__Instructions to follow__
Each line that contains the word "braided" is to be copied from the records below.

__Information__
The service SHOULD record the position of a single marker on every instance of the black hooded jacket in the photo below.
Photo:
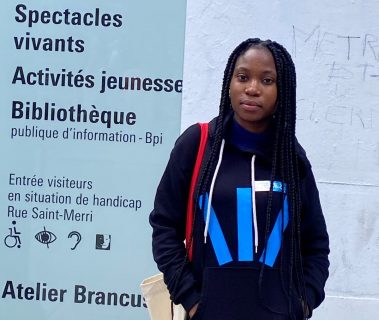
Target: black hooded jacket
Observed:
(225, 276)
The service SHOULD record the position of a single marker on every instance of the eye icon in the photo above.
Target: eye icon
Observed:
(45, 237)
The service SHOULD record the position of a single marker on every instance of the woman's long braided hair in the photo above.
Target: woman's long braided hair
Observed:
(284, 159)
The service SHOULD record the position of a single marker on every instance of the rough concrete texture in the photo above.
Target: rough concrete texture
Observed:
(335, 46)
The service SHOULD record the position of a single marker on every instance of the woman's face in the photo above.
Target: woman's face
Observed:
(253, 89)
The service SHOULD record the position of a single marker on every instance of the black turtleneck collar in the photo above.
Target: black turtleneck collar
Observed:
(260, 144)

__Answer to this exercise__
The service SHOULD record the position of a single marker on every instance of the woman's long braided hair in the photo above.
Target: woman's long braided hair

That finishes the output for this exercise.